◆ The exercise
How many lines in the records below contain the word "mountain"? Reply with the number alone.
------------------------------------------------------------------------
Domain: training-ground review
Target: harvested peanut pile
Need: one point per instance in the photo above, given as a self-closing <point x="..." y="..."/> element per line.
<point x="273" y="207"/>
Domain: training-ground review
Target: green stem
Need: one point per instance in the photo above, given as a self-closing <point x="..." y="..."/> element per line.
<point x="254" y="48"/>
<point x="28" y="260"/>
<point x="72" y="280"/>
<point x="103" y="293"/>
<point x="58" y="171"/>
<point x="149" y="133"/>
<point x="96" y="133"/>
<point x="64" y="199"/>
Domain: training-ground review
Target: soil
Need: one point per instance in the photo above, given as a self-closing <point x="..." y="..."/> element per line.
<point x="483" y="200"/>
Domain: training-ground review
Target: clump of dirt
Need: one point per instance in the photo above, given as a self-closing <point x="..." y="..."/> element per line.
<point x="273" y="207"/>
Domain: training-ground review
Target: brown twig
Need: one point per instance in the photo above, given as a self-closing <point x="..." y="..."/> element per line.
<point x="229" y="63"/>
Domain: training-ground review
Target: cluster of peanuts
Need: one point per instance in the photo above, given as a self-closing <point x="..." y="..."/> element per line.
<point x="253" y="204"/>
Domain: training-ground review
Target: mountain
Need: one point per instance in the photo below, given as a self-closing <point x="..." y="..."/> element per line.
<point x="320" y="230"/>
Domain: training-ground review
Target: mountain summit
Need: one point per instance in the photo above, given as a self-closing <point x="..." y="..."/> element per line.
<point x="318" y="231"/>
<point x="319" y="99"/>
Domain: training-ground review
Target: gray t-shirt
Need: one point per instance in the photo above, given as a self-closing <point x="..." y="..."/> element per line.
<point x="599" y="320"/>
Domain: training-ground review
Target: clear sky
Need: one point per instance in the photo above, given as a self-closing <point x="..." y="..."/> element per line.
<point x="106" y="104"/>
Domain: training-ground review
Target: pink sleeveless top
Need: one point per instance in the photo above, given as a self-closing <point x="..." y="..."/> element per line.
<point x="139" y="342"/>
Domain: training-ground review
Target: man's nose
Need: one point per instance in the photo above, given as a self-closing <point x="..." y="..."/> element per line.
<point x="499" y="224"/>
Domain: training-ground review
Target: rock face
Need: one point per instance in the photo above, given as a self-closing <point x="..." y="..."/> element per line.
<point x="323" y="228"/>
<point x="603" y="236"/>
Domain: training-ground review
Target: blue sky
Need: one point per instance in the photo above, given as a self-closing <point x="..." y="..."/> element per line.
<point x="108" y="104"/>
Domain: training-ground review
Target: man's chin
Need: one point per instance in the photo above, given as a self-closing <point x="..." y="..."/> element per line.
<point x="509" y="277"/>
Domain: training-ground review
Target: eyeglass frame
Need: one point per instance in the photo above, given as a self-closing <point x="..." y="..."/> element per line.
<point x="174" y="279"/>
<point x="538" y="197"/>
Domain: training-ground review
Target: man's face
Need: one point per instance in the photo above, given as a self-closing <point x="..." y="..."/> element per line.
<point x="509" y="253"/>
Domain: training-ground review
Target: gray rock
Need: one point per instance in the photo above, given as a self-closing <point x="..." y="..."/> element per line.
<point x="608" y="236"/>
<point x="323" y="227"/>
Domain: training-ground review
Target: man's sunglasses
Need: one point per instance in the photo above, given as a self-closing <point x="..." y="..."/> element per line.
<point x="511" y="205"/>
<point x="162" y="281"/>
------------------------------------------------------------------------
◆ The reply
2